** PROBLEM **
Return the part of the news report on Ruth Bader Ginsburg starting with "By Jessica Grider, Howard" and going on through "United States Capitol.", copied word for word.

By Jessica Grider, Howard University News Service
Justice Ruth Bader Ginsburg will be the first woman in history to lie in state in the United States Capitol.
The news was revealed on Monday by House Speaker Nancy Pelosi who said that Justice Ginsburg would lie there tomorrow.
Her casket will first lie in repose at the Supreme Court for members of the public to pay their respects before being transported to the National Statuary Hall for the historic event.
As a feminist, a mother and a grandmother, Ginsburg became the second woman in U.S. history to serve as a justice on the Supreme Court since being appointed by Bill Clinton in 1993. After five encounters with cancer, Justice Ginsburg, nicknamed the Notorious RBG, died of metastatic pancreatic cancer complications at age 87 on Sept. 18, 2020. She has left behind family, fans, and a vacant Supreme Court position.
On the night Ginsburg passed away, Mitch McConnell, the Republican leader of the Senate, said to reporters on Capitol Hill, “President Trump’s nominee will receive a vote on the floor of the United States Senate.” On the following Tuesday, President Trump tweeted that he would announce his Supreme Court nominee on Saturday at the White House.
According to NPR legal affairs correspondent Nina Totenberg, “It’s going to be a very, very conservative court if President Trump has his way and Mitch McConnell has his way.” In all likelihood, the new balance in the court will be 6-to-3 conservative-liberal.
Before she became the Supreme Court leader of the liberal wing, Ginsburg worked throughout her successful career to eliminate gender-based inequalities and stereotyping in legislation and regulations. As a lawyer, she argued and won five out of six cases before the Supreme Court during the 1970’s.
In 2009, as a Supreme Court justice, her dissenting opinion in the Ledbetter v. Goodyear Tire and Rubber Co. case led former President Barack Obama to sign the Lilly Ledbetter Fair Pay Act. In a pivotal moment in U.S. women’s history, the act became a law enacted by Congress that reinforced worker protection against pay discrimination.

** DATA FOR REVIEW **
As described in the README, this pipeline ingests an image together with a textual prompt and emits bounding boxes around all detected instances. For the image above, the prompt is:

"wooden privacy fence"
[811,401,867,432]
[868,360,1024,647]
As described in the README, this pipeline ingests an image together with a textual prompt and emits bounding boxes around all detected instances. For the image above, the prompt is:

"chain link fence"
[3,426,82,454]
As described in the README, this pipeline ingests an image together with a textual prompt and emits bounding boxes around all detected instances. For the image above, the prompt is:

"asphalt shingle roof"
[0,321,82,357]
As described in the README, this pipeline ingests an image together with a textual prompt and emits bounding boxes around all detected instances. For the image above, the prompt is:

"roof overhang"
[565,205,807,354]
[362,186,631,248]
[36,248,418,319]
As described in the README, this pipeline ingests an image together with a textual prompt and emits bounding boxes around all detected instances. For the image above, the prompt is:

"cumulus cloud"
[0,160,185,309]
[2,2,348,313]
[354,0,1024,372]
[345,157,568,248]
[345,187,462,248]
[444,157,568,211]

** OUTPUT OF THE EXERCISE **
By Jessica Grider, Howard University News Service
Justice Ruth Bader Ginsburg will be the first woman in history to lie in state in the United States Capitol.